Çiçek’in ablası: Cunta dönemini geçti

  •  Türk cezaevlerinde Kürt Halk Önderi Abdullah Öcalan’a yönelik ağırlaştırılmıştecrit ve artan baskılara karşı devam eden açlık grevi 134. gününe girdi.
  •  14 Temmuz direnişinin öncülerinden Ali Çiçek’in ablası, AKP-MHP iktidarının Kenan Evren’den beter olduğunu belirterek, ”Cunta dönemini geçtiler” dedi.

 

 

Ölüm orucu direnişçisi Ali Çiçek’in ablası Ayşe Çiçek, açlık grevindekilerin taleplerinin kabul edilmesini isteyerek, ”Canlarını ortaya koyuyorlar. Kimse boşuna bedenini ölüme yatırmaz” dedi.

İmralı’da tutulan Kürt Halk Önderi Abdullah Öcalan üzerindeki tecridin kaldırılması ve cezaevlerinde yaşanan hak ihlallerine karşı başlatılan süresiz dönüşümlü açlık grevi 134. gününde. Açlık grevleri, Kürtlerin mücadele tarihinde her dönem önemli bir yer tuttu. Kürt özgürlük mücadelesinde ilk açlık grevi 1981 yılında Diyarbakır Cezaevi’nde gerçekleştirildi. Baskıların tırmandırılması ardından  PKK’nin öncü kadroları Kemal Pir, Mehmet Hayri Durmuş, Akif Yılmaz ve Ali Çiçek, 14 Temmuz 1982’de ölüm orucuna girdi. O dönem Esat Oktay Yıldıran öncülüğünde yürütülen insanlık dışı muamele ve işkencelere karşı büyük bir direniş olarak tarihe geçti. 

 Ölüm orucunun 65’inci gününde şehit düşen Ali Çiçek’in ablası Ayşe Çiçek Mezopotamya Ajansı’ndan Barış Polat’a konuşarak, Türk cezaevlerinde o günden bugüne değişmeyen baskılara dikkat çekti. 

PKK’nin Kızıl Yıldız’ı

Urfa’nın Hilvan ilçesinin Kabahaydar köyünde 1961 yılında dünyaya gelen kardeşi Ali Çiçek’in henüz 16 yaşındayken PKK ile tanıştığını, çalışmalarını sürdürürken Urfa’da tutuklanarak Adana Cezaevi’ne konulduğunu, tahliye olduktan sonra da mücadelesini sürdürdüğünü söyledi. İkinci kez tutuklanan kardeşinin bu kez Diyarbakır Cezaevi’ne konulduğunu belirten Çiçek, Ali Çiçek’in yaşanan işkencelere karşı direngen tutumuyla tanındığını ve arkadaşları arasında ”Kızıl Yıldız” olarak isimlendirildiğini dile getirdi.

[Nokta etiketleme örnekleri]

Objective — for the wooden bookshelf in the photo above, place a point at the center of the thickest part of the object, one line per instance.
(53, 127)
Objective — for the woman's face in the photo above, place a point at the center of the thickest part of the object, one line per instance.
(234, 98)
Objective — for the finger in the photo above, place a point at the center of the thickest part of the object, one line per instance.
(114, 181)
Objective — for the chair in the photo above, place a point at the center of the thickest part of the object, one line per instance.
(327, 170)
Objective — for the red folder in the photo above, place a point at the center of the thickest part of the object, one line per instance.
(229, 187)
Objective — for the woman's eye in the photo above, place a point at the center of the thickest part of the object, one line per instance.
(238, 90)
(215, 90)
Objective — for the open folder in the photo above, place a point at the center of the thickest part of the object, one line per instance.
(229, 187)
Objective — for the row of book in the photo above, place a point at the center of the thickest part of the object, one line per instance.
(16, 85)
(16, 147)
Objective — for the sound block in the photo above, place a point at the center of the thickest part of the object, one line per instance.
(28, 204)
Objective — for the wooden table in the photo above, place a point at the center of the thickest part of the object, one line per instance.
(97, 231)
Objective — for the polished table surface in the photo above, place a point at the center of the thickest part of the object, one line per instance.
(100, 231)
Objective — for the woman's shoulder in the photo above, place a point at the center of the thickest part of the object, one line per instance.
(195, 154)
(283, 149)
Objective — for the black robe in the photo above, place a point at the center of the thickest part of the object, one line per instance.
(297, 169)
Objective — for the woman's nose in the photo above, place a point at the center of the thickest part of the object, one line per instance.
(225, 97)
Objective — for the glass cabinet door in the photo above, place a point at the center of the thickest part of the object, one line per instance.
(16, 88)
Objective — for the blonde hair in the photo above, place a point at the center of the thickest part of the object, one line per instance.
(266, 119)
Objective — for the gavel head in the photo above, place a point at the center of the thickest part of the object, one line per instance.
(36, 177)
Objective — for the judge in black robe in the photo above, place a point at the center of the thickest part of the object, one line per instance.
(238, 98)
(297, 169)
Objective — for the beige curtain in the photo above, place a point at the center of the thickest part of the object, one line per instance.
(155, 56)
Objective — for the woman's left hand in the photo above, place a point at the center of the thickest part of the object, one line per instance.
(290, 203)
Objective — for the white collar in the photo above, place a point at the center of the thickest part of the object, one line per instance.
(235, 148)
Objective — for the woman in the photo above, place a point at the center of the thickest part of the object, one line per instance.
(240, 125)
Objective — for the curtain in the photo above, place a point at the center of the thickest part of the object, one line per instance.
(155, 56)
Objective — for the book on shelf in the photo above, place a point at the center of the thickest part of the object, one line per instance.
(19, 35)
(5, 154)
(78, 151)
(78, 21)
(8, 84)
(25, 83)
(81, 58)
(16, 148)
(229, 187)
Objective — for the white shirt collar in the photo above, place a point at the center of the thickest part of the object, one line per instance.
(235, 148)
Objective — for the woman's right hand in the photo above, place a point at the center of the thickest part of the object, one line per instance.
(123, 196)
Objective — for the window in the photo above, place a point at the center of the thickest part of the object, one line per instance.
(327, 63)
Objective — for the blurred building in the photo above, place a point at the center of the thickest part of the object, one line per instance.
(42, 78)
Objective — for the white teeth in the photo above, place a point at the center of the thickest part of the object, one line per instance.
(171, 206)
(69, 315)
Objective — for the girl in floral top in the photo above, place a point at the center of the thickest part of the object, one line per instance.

■ Görev Koşulları
- 1) Lütfen Ali Çiçek ile ilgili metinde "Urfa’nın Hilvan ilçesinin" sözcüklerini içeren yerle başlayıp "isimlendirildiğini dile getirdi." ile biten bölümü hiç değiştirmeden yineleyin.
- 2) Ali Çiçek ile ilgili metne göre şu soruları yanıtlayın:
(a) Ali Çiçek hangi yıl ve nerede doğdu?
(b) Ali Çiçek ölüm orucunun kaçıncı gününde hayatını kaybetti?
(c) Kürt özgürlük mücadelesindeki ilk açlık grevi hangi yıl ve hangi cezaevinde yapıldı?

■ Görev Yanıtları
- 1)
Urfa’nın Hilvan ilçesinin Kabahaydar köyünde 1961 yılında dünyaya gelen kardeşi Ali Çiçek’in henüz 16 yaşındayken PKK ile tanıştığını, çalışmalarını sürdürürken Urfa’da tutuklanarak Adana Cezaevi’ne konulduğunu, tahliye olduktan sonra da mücadelesini sürdürdüğünü söyledi. İkinci kez tutuklanan kardeşinin bu kez Diyarbakır Cezaevi’ne konulduğunu belirten Çiçek, Ali Çiçek’in yaşanan işkencelere karşı direngen tutumuyla tanındığını ve arkadaşları arasında ”Kızıl Yıldız” olarak isimlendirildiğini dile getirdi.

- 2)
(a) 1961 yılında, Urfa'nın Hilvan ilçesine bağlı Kabahaydar köyünde doğdu.
(b) 65'inci gününde.
(c) 1981 yılında, Diyarbakır Cezaevi'nde.